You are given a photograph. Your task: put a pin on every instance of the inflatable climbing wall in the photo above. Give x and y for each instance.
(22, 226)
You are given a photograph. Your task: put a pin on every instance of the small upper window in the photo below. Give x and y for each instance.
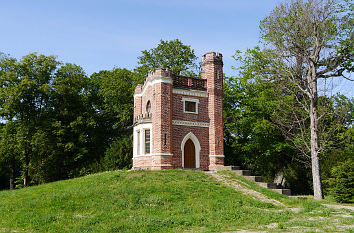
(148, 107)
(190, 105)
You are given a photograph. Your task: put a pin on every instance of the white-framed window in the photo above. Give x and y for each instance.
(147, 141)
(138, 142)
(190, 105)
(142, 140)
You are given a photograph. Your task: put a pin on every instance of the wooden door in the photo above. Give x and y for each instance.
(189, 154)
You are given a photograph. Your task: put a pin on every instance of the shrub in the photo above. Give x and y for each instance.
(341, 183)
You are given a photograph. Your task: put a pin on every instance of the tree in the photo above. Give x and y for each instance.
---
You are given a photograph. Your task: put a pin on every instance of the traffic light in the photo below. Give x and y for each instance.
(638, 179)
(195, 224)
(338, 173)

## Task requirements
Render the part of the listing that opens with the line containing "of the shrub" and closes with the line containing "of the tree" as a JSON list of strings, one string per line, with blank lines omitted.

## Result for this task
[
  "You are given a photograph. Your task: put a pin on every instance of the shrub in the photo above. Give x and y for each instance.",
  "(341, 183)",
  "You are given a photograph. Your task: put a pin on every instance of the tree in the photo above. Give x and y for each instance."
]